### [Requirement]
Extract each line below that contains the string "sign", treating the match as case-sensitive.

### [Supplied material]
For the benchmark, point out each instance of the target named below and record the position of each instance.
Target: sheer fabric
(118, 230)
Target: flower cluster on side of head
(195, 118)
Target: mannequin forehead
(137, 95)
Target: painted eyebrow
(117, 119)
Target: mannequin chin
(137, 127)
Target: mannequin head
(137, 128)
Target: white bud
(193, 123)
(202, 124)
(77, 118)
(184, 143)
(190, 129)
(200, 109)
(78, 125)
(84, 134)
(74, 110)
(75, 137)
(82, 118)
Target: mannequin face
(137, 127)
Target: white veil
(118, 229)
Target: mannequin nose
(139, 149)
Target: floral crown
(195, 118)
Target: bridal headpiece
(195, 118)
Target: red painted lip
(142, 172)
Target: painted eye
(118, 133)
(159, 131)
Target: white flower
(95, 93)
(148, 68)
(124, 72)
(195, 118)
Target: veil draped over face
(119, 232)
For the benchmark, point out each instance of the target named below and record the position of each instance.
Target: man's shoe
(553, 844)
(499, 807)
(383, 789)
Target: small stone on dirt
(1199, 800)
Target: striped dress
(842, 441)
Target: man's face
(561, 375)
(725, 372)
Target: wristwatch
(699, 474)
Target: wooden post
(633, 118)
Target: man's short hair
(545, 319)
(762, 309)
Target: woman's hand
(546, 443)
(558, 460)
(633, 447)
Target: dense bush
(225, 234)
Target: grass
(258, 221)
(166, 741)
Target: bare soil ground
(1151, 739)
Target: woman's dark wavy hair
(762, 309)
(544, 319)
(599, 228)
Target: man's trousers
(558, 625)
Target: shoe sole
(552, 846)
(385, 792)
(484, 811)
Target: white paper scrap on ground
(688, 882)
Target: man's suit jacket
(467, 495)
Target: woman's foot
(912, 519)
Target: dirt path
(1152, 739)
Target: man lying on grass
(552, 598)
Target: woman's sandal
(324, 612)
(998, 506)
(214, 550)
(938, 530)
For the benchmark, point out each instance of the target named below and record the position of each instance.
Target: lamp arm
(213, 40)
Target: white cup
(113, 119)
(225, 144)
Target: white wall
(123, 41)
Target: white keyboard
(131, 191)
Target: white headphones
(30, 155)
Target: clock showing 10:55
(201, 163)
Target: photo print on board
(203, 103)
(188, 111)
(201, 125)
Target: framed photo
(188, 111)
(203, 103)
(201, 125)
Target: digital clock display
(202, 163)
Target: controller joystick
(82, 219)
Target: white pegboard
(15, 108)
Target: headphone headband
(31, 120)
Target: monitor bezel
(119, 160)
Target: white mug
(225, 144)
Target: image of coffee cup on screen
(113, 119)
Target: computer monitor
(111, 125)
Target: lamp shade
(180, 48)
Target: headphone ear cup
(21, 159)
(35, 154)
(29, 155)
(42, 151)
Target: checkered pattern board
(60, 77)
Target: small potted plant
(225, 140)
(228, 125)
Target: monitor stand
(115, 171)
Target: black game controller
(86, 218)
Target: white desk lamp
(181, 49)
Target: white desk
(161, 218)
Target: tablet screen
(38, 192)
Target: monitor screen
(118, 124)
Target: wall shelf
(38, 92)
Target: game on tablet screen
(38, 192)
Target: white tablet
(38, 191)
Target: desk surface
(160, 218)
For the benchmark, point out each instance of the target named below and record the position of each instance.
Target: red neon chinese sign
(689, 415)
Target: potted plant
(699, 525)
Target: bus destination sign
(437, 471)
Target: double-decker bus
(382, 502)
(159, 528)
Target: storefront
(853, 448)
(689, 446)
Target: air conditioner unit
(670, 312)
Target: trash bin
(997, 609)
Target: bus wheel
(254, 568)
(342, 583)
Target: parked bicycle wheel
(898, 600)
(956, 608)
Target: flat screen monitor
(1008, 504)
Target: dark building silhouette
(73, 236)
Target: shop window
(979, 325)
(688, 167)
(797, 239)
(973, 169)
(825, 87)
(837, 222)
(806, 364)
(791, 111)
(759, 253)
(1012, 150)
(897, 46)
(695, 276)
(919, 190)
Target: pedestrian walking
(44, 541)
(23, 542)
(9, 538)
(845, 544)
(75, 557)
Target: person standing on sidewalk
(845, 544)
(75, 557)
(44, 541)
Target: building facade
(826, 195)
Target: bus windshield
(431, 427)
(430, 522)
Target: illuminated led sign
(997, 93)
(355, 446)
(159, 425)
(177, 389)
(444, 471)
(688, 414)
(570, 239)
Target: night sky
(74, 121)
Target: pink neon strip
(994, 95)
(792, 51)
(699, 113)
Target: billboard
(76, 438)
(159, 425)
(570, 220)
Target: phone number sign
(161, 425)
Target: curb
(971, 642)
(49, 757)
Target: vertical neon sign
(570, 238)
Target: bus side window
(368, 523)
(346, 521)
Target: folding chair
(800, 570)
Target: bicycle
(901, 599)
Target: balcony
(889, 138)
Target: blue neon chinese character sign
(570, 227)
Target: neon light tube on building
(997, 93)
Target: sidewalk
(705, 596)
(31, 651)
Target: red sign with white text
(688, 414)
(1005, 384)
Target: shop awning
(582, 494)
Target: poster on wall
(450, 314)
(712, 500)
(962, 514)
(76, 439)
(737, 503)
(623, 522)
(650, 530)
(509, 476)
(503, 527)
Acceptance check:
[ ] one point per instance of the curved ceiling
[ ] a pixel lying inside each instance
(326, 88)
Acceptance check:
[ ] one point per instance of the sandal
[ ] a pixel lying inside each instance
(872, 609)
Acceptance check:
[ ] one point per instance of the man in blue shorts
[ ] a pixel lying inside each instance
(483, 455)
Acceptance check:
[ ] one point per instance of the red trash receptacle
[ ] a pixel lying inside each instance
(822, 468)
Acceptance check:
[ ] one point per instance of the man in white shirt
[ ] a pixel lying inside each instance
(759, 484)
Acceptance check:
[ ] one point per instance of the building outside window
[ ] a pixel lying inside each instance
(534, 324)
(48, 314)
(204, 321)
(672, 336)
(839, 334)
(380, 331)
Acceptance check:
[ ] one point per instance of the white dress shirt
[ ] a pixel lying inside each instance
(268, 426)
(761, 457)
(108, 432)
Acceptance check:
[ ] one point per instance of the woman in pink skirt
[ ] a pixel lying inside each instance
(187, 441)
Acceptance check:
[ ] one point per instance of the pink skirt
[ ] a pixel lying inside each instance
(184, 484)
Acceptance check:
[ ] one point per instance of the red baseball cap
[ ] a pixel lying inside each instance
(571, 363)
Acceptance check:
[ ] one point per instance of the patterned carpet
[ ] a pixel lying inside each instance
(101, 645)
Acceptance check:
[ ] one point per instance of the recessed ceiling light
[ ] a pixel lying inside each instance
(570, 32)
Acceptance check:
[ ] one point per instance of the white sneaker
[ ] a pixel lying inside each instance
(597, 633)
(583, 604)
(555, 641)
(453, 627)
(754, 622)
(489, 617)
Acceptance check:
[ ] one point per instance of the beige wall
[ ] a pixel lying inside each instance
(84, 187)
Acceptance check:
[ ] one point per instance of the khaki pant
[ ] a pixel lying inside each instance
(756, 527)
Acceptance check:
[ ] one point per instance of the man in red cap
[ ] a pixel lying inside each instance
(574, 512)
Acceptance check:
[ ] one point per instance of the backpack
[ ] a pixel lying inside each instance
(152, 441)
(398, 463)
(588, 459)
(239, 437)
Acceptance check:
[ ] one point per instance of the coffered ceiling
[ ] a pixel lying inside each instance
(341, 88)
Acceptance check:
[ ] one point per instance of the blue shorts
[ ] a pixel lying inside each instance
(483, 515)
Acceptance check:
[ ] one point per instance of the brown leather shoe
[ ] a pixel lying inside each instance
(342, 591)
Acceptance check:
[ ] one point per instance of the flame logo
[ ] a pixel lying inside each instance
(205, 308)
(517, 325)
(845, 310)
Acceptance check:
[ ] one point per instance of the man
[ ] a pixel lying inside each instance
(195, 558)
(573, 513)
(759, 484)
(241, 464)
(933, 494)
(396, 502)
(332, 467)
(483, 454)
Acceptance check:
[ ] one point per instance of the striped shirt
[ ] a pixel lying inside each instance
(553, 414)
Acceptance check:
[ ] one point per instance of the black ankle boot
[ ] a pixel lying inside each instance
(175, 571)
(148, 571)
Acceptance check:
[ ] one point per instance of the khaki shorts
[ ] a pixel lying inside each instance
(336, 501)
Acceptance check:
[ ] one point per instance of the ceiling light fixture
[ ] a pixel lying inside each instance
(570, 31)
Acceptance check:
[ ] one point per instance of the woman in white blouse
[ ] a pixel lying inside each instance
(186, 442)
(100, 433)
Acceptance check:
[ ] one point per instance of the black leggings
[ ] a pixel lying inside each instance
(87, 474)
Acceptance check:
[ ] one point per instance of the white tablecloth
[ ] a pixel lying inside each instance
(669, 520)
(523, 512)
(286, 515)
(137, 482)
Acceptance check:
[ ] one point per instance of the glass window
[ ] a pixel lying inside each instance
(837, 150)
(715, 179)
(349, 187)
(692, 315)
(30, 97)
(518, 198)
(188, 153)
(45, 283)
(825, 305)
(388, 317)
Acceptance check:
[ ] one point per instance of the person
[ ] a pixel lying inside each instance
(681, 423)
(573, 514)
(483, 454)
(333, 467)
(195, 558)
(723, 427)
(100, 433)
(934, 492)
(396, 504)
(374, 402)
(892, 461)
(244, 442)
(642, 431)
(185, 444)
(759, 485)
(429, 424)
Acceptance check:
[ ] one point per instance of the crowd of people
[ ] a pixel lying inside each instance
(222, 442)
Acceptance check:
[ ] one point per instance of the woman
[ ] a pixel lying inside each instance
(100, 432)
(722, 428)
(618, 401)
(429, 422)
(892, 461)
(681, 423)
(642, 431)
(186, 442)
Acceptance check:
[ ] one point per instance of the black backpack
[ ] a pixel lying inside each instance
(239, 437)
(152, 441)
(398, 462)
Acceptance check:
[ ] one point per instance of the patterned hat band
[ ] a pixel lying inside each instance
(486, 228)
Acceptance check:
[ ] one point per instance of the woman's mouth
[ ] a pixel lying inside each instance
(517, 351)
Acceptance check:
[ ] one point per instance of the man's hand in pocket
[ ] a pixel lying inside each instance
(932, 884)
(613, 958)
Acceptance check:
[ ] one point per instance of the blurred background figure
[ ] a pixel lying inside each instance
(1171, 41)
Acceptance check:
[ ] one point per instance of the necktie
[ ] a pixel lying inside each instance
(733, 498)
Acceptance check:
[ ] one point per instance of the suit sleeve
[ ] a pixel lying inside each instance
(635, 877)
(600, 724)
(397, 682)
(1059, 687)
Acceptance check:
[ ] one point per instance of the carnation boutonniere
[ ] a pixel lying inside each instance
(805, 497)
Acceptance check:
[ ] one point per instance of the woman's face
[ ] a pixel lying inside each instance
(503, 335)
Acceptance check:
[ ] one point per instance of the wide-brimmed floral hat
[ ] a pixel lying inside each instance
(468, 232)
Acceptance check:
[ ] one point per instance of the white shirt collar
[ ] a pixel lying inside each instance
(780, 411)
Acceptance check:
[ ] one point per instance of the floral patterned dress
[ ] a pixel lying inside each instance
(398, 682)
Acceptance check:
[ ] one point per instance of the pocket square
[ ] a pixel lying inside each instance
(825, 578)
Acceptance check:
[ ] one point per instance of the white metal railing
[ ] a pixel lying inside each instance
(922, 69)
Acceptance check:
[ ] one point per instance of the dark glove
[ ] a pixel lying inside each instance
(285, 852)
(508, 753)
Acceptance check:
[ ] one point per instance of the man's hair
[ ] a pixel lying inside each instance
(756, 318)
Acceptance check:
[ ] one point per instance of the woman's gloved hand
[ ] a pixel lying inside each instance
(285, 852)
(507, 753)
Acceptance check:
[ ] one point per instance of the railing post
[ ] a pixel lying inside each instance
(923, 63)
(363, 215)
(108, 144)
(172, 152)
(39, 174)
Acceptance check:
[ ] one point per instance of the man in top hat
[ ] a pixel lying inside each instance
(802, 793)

### [Completed exercise]
Target: red neon chinese sign
Target: bus destination sign
Target: illuminated led sign
Target: phone number sign
Target: vertical neon sign
Target: blue neon chinese character sign
Target: red sign with white text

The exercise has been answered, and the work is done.